Documento di origine
=-=-=-=-=

A tale ultimo proposito, la Corte d’Appello ha sottolineato la logicità e coerenza del racconto della parte civile anche in ordine alle circostanze in cui ebbe a subire le percosse produttive dell’ecchimosi (litigio avvenuto al rientro nel loro albergo), esponendo compiutamente le ragioni che, al contrario, rendevano inverosimile la versione del (OMISSIS) (secondo il quale l’ecchimosi al volto era stata provocata non già da un suo colpo, ma da una puntura di insetto): richiamando, in particolare, quanto riferito dalla (OMISSIS) in ordine all’imbarazzo con cui la (OMISSIS) – incontrata dall’estetista – la salutò frettolosamente dopo aver inforcato gli occhiali da sole, tradendo così “l’atteggiamento tipico di vergogna e di pudore della vittima di violenze domestiche” (cfr. pag. 5-6).

3.2. E’ in tale contesto che devono essere valutate le censure veicolate con il primo motivo di ricorso, attraverso il quale la difesa non ha inteso contestare direttamente il percorso argomentativo concernente la piena attendibilità della (OMISSIS), ma piuttosto censurare il “travisamento” in cui la Corte territoriale sarebbe incorsa a proposito delle dichiarazioni del teste (OMISSIS) (OMISSIS), portiere dell’albergo gestito dai coniugi, il quale aveva smentito il racconto delta donna, negando in particolare di dover essere corso in aiuto della donna percossa dal marito nel corso di un alterco.

Al riguardo, è necessario anzitutto evidenziare che non si è in presenza di alcun travisamento, avendo la Corte territoriale richiamato in sentenza la deposizione dello (OMISSIS) nei termini qui appena ricordati.

=-=-=-=-=

Estratti del dataset
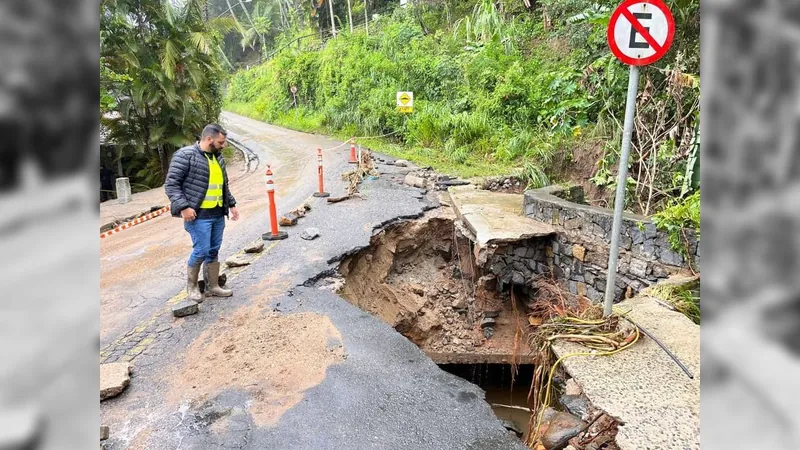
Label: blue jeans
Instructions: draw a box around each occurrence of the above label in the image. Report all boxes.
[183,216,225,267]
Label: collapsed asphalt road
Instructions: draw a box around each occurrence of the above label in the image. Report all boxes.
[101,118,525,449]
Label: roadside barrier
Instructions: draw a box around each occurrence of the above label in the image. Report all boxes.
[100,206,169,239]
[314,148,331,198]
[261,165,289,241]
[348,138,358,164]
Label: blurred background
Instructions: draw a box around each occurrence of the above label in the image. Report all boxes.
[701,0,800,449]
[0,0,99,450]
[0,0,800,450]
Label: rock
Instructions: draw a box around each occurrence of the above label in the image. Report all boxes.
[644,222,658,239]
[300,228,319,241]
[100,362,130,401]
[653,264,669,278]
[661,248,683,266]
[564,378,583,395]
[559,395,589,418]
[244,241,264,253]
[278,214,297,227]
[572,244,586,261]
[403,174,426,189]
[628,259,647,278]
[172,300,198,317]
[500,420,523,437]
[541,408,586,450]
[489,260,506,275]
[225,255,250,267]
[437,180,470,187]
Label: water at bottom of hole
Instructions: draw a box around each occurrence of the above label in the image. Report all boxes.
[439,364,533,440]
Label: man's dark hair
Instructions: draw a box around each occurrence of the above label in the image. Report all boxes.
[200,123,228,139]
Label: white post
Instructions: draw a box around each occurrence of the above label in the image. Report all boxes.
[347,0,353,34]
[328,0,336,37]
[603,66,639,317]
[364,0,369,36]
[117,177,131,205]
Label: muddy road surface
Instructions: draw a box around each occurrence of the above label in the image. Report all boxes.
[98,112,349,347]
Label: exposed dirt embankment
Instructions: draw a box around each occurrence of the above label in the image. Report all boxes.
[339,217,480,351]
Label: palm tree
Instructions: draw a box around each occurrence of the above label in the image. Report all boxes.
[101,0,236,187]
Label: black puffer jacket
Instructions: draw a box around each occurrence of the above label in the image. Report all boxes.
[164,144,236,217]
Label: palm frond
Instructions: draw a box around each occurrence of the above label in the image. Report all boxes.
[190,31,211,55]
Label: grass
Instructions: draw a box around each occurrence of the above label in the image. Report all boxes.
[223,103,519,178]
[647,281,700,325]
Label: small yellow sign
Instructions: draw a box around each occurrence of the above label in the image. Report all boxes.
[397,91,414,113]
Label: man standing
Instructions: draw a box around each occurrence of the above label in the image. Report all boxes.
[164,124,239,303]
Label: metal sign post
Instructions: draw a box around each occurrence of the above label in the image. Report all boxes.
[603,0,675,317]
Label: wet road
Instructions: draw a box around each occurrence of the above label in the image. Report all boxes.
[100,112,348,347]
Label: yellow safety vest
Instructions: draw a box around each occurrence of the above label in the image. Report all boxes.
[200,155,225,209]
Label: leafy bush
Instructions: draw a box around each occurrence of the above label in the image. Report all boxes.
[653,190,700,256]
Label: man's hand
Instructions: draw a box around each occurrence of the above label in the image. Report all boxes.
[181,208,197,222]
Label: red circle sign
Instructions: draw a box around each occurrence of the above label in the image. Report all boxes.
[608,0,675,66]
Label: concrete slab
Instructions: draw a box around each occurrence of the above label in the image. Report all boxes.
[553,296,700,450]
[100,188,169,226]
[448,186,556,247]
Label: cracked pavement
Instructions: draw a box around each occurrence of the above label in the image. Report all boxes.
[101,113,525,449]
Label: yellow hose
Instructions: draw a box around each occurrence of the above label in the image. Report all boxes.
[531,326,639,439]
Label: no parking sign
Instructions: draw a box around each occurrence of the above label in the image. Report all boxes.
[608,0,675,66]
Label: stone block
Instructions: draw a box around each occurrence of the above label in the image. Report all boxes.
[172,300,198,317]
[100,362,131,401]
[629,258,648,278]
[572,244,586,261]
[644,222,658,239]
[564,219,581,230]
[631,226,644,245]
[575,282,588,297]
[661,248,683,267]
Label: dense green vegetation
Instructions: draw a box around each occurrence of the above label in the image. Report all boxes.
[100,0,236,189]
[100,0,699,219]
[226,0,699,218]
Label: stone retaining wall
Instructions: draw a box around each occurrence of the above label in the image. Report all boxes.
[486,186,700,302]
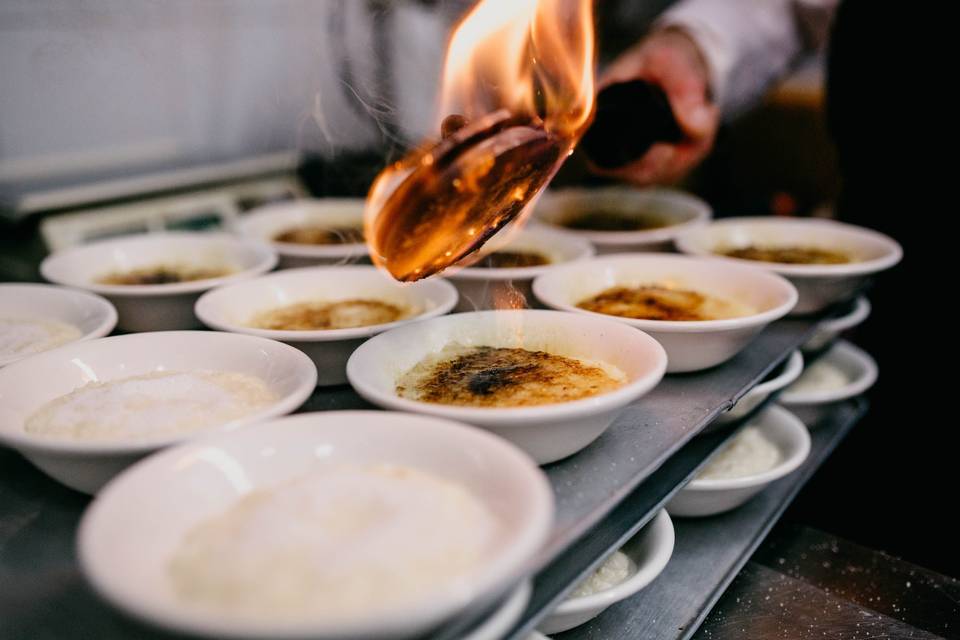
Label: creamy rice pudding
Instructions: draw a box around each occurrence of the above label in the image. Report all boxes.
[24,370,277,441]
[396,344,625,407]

=-=-=-=-=

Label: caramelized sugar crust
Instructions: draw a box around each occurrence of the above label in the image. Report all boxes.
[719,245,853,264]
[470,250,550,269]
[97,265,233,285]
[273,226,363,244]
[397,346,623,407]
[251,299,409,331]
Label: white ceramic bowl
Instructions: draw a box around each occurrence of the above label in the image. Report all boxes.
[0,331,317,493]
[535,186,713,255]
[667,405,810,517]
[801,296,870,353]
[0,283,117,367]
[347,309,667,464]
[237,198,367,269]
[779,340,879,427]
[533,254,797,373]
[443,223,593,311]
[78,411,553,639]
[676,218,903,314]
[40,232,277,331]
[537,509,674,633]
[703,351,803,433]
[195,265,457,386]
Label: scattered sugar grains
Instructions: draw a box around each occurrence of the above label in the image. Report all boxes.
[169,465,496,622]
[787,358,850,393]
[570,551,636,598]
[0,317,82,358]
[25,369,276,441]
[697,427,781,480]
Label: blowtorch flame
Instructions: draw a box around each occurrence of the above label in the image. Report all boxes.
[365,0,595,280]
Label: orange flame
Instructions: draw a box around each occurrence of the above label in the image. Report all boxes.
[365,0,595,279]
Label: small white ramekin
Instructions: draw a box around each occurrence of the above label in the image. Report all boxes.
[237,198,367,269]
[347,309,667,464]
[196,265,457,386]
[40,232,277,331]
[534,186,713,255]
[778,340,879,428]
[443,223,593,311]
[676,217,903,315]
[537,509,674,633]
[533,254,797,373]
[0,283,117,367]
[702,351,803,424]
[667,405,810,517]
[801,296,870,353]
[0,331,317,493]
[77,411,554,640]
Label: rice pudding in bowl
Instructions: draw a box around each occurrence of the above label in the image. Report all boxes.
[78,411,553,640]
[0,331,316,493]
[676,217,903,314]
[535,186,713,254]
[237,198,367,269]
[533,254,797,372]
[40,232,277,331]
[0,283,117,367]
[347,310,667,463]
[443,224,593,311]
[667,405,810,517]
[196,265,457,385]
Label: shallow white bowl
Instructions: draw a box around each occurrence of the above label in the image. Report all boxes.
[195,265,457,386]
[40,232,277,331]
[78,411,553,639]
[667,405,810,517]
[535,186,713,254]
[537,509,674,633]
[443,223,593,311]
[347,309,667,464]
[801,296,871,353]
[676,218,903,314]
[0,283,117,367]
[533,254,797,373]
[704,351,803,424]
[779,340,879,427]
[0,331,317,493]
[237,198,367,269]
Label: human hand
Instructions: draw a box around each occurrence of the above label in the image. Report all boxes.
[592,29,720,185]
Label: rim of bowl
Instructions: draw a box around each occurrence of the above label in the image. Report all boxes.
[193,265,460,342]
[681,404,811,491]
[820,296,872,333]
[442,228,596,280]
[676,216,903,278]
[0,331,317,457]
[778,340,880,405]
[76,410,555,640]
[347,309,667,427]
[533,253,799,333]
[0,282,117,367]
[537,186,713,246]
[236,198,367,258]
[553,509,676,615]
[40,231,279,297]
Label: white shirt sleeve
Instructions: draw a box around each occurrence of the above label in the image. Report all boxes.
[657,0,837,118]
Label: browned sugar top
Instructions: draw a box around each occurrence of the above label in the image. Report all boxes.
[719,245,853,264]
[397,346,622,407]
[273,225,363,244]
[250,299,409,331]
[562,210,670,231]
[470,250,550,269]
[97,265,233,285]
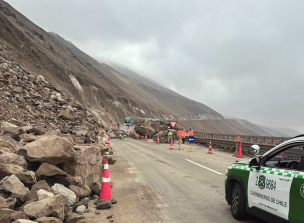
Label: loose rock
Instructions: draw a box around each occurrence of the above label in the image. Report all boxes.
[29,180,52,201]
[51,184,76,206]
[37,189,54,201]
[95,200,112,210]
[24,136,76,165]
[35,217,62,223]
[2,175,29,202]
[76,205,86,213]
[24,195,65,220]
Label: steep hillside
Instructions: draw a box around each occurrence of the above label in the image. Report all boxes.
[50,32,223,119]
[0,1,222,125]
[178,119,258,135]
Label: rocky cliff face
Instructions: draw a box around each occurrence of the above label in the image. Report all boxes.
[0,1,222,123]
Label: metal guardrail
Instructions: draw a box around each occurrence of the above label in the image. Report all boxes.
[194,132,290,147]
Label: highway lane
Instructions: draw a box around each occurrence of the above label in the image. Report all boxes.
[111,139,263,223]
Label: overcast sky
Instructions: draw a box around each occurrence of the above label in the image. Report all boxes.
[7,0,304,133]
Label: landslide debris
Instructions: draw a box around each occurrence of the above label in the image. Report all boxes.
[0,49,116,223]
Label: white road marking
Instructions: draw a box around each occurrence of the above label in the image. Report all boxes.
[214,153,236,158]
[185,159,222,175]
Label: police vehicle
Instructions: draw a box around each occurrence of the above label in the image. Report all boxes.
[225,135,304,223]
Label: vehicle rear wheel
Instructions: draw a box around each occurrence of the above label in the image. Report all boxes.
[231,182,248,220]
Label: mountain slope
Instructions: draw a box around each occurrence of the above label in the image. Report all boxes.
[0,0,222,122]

=-=-=-=-=

Istruzioni
• 1. Rispondi a queste domande sul documento di origine:
(a) Secondo la versione ritenuta inverosimile dalla Corte d'Appello, da che cosa era stata provocata l'ecchimosi al volto?
(b) Quale ruolo aveva il teste di cui la difesa lamenta il travisamento delle dichiarazioni?
(c) Secondo il paragrafo che inizia con "Al riguardo", c'è stato un travisamento?
• 2. Riscrivi in forma più breve il paragrafo del documento di origine che inizia con "3.2. E' in tale contesto", mantenendone i fatti principali.
• 3. Restituisci parola per parola il tratto del documento di origine che va da "Al riguardo, è" fino a "qui appena ricordati.".

Soluzioni per compito
• 1.
(a) Da una puntura di insetto, non da un colpo.
(b) Era il portiere dell'albergo gestito dai coniugi.
(c) No. La Corte territoriale ha richiamato in sentenza la deposizione del teste nei termini ricordati.

• 2. Il primo motivo di ricorso va valutato in questo contesto. La difesa non contesta direttamente le argomentazioni sulla piena attendibilità della (OMISSIS). Lamenta invece che la Corte territoriale abbia travisato le dichiarazioni del teste (OMISSIS) (OMISSIS), portiere dell'albergo gestito dai coniugi. Il teste aveva smentito il racconto della donna e aveva negato di essere dovuto correre in suo aiuto quando il marito l'aveva percossa durante un alterco.

• 3.
Al riguardo, è necessario anzitutto evidenziare che non si è in presenza di alcun travisamento, avendo la Corte territoriale richiamato in sentenza la deposizione dello (OMISSIS) nei termini qui appena ricordati.